• _Directions for this task_: Print verbatim every line starting at the one that contains "Reviewer note: every instance of the floral" and ending at the final line of the records; include both endpoints.

• _Data for the task_:
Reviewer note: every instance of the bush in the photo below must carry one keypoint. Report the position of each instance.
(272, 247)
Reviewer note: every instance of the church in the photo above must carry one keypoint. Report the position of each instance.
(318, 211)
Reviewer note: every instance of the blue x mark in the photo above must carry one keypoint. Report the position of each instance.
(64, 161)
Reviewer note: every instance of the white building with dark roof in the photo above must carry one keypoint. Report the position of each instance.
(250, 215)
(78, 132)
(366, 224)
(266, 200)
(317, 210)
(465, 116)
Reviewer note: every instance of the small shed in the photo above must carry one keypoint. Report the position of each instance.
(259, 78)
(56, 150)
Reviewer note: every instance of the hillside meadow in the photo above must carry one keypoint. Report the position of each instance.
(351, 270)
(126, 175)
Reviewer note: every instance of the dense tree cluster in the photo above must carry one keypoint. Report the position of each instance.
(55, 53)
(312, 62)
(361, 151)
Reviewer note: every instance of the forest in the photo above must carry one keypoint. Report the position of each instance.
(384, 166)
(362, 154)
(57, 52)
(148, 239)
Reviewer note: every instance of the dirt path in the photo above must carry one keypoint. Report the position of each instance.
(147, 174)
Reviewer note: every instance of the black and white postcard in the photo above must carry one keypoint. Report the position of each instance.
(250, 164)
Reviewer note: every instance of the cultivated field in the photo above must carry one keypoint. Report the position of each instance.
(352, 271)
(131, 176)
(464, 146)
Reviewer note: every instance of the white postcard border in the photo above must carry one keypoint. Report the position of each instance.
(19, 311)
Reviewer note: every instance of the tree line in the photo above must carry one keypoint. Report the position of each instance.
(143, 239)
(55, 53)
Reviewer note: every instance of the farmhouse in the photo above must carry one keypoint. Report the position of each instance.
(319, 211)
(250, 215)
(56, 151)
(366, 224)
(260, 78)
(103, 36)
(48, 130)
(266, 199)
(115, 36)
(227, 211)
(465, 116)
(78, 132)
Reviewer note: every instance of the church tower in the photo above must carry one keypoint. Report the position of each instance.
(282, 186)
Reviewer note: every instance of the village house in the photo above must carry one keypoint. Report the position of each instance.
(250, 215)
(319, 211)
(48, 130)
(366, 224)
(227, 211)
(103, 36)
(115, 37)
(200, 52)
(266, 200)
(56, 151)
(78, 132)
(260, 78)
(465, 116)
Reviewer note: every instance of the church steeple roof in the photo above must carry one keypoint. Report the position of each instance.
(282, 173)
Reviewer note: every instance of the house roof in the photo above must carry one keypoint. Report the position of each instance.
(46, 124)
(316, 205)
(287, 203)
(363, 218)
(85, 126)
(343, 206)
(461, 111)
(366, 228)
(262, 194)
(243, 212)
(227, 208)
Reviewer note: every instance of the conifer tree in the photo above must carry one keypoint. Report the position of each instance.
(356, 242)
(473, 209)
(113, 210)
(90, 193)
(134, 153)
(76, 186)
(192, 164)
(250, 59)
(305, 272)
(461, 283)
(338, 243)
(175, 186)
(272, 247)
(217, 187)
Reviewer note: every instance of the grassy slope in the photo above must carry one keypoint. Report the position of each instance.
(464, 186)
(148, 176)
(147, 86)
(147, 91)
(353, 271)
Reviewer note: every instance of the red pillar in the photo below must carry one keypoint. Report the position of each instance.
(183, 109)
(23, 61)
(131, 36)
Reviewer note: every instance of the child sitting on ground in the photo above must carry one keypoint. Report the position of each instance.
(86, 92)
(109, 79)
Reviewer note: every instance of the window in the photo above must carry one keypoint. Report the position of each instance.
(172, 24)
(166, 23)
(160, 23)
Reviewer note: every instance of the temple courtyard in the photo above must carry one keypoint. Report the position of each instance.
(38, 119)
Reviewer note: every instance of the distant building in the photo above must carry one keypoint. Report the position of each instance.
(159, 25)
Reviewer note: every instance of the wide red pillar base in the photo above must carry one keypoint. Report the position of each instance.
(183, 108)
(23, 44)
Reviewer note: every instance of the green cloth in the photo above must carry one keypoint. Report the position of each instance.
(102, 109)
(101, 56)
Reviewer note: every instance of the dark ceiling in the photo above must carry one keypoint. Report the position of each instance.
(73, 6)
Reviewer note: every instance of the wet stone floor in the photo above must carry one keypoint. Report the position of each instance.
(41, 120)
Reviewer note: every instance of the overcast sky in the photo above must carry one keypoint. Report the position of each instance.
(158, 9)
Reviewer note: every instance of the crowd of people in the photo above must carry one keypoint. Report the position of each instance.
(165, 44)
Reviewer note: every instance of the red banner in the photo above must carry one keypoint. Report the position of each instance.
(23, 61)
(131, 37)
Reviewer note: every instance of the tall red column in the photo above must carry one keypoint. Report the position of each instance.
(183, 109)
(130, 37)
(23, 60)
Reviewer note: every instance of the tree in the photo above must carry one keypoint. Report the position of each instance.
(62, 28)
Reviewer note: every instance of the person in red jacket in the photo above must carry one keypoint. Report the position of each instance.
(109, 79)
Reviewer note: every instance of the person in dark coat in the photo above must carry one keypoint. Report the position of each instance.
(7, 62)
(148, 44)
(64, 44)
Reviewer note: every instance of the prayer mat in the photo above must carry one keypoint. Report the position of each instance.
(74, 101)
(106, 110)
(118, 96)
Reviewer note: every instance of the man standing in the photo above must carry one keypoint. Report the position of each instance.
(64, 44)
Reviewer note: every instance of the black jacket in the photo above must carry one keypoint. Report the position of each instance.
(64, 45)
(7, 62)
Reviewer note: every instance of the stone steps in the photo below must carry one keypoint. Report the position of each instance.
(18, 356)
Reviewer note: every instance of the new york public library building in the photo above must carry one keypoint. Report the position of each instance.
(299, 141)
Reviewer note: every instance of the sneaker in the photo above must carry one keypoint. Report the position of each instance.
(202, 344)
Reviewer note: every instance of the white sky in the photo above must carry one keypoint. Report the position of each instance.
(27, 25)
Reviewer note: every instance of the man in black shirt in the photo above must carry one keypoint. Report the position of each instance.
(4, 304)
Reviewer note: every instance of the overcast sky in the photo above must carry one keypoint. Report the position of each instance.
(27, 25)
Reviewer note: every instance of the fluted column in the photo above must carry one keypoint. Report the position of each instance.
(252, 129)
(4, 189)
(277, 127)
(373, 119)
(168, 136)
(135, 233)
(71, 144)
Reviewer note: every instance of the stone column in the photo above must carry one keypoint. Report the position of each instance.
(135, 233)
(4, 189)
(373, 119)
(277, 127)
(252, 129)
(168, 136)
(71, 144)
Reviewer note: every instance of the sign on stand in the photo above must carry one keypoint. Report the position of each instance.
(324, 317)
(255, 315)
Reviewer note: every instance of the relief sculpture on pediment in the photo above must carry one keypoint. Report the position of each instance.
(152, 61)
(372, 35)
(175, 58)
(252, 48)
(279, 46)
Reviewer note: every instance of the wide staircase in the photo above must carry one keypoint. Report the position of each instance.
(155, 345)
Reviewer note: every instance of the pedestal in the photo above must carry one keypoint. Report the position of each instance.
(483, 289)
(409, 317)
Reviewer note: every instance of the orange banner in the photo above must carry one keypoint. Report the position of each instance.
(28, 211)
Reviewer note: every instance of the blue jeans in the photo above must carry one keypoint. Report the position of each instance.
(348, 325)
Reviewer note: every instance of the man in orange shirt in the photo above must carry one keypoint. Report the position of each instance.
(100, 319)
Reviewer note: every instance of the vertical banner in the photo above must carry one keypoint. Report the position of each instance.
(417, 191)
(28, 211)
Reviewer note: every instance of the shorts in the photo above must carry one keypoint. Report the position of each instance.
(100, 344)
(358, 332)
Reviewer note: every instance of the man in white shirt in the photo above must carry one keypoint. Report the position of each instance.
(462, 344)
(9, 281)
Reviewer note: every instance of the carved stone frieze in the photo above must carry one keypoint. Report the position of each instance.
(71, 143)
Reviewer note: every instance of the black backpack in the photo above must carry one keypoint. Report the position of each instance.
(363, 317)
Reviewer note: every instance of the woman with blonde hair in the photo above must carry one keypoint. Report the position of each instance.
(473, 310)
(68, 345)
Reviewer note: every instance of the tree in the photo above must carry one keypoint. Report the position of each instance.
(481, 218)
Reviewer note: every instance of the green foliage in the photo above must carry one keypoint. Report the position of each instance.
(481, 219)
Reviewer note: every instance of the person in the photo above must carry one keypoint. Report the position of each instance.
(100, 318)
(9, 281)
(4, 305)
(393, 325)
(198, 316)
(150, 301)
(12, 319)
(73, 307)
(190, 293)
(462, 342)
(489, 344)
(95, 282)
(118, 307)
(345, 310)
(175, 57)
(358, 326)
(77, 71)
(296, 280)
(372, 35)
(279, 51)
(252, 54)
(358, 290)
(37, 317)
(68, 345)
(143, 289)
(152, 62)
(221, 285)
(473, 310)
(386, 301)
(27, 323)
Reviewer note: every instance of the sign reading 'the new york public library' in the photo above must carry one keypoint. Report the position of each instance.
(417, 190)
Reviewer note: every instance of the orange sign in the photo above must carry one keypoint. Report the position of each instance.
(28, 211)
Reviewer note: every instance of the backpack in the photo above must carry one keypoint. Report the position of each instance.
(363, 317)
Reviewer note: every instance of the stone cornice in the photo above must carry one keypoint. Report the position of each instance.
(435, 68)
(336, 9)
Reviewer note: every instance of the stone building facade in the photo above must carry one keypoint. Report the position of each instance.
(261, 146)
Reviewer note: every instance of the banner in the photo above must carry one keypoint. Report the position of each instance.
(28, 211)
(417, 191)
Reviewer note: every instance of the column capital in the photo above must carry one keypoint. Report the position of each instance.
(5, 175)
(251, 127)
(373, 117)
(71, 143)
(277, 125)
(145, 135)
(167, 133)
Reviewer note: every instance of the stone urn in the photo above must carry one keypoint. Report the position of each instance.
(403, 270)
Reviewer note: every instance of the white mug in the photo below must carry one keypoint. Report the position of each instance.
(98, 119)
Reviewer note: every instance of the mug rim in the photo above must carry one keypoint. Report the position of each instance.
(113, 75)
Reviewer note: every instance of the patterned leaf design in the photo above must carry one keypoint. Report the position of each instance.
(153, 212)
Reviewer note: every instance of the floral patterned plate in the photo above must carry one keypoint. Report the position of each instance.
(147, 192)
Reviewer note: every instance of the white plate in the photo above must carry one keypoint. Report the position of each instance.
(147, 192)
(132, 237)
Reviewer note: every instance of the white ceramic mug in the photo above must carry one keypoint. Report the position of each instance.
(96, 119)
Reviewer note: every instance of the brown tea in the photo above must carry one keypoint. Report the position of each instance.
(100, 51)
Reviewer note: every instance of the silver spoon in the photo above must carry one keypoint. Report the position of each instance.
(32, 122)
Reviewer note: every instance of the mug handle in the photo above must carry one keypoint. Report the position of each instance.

• _Solution to this problem_:
Reviewer note: every instance of the floral patterned plate in the photo above must carry one keypoint. Report the position of each instance.
(147, 192)
Reviewer note: every instance of the white plate in the photo above must carry one keypoint. Report the position of each instance.
(147, 192)
(132, 237)
Reviewer note: every instance of the white ceramic mug in the photo above must carry one keypoint. Report the position of each instance.
(96, 119)
Reviewer note: every instance of the brown tea in the photo above must carry one keypoint. Report the position of each instance.
(100, 51)
Reviewer note: every instance of the silver spoon in the photo above must carry one keypoint. Report the position of each instance.
(32, 122)
Reviewer note: every instance of the mug handle in the photo above must carry one keypoint. Report the position of each instance.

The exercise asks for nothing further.